→ **Data for this task**
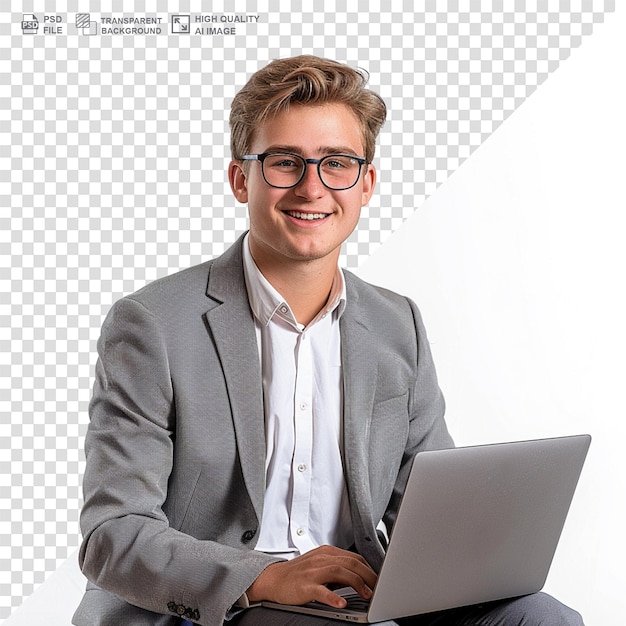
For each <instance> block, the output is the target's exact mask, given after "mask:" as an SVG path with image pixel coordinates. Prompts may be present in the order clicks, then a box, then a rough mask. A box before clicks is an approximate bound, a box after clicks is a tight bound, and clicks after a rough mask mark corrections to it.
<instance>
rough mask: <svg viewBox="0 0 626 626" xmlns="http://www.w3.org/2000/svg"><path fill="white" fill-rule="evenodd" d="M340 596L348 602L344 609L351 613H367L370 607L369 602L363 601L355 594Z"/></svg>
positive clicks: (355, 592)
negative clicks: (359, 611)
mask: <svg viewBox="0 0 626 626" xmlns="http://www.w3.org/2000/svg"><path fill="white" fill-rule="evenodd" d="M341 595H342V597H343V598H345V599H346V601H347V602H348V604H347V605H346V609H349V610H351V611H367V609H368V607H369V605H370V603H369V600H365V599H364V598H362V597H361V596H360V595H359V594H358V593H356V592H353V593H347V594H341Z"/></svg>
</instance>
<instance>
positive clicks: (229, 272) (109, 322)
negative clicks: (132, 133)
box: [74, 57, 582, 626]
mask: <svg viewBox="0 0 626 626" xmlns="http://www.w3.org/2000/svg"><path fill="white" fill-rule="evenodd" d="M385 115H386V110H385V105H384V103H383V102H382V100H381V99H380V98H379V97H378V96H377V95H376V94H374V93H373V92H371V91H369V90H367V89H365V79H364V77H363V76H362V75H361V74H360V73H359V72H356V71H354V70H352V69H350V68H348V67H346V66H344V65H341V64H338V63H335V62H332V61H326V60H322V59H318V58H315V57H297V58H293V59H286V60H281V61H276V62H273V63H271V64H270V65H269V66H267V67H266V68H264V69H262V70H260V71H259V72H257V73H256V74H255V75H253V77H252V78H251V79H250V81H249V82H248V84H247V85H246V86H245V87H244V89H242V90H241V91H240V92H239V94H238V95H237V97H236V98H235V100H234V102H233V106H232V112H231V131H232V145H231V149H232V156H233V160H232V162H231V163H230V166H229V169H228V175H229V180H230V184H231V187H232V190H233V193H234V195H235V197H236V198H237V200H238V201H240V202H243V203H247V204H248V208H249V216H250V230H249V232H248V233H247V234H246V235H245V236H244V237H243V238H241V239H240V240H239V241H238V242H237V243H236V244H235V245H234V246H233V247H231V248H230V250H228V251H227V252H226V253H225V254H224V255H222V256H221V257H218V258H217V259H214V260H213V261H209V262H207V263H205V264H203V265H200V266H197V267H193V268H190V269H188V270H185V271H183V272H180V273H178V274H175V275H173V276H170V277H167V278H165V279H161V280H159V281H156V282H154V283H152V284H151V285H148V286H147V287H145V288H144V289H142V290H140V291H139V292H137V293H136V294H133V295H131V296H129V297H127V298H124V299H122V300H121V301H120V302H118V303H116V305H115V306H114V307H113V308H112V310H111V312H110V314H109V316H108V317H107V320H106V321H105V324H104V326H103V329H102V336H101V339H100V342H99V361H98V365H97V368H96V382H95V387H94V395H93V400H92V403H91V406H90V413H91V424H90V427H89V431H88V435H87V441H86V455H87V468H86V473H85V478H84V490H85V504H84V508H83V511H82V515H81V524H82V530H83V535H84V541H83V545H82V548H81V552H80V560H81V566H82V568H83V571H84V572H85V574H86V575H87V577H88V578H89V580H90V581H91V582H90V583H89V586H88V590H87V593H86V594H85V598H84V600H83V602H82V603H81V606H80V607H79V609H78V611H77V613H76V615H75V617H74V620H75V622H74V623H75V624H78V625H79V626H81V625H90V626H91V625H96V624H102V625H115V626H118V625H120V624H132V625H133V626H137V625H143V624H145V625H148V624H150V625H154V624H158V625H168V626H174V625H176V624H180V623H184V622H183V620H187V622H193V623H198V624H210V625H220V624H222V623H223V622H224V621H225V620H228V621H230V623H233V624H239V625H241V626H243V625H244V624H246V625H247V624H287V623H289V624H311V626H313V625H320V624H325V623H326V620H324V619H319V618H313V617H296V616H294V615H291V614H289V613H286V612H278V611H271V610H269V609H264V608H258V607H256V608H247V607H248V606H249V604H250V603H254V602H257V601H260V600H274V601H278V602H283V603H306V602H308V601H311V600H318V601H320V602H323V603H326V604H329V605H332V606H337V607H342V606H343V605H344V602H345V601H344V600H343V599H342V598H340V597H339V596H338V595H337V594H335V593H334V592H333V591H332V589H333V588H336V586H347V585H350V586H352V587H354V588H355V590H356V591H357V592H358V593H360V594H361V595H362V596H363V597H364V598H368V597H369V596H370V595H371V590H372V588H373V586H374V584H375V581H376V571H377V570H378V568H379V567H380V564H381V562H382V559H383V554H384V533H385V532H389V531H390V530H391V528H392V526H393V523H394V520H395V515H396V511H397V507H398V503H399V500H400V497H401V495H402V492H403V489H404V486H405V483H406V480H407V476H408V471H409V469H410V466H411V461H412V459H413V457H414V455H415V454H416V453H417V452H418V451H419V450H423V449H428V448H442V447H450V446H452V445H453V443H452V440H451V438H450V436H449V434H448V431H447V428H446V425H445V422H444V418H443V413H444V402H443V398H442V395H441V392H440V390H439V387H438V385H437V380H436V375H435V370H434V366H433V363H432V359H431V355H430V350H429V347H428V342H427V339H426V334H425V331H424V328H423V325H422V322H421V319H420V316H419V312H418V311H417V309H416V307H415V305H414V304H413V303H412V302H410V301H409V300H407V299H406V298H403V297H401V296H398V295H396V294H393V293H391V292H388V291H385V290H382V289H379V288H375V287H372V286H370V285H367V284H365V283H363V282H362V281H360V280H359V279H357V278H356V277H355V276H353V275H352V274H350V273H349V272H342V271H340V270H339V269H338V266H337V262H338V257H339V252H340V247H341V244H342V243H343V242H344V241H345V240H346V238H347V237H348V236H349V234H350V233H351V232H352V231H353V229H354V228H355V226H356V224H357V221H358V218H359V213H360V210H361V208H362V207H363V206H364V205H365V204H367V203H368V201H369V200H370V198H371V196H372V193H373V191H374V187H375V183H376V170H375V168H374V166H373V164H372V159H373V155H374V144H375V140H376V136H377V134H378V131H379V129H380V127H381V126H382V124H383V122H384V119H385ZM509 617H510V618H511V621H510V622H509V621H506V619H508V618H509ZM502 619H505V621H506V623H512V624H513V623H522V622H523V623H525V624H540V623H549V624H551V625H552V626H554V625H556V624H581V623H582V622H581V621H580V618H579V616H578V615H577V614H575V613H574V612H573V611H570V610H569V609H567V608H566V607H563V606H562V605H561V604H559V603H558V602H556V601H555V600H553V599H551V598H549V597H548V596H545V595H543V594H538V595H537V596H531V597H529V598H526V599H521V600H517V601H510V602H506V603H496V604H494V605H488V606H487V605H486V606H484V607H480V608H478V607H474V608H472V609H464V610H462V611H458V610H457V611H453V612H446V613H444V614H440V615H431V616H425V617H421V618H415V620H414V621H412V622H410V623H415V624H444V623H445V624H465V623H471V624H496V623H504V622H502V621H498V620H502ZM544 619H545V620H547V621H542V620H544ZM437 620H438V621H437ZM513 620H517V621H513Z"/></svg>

→ **What is required**
What lines in the entries contain "positive"? Report each one by copying it.

→ **Response area**
positive clicks: (355, 592)
positive clicks: (229, 272) (109, 322)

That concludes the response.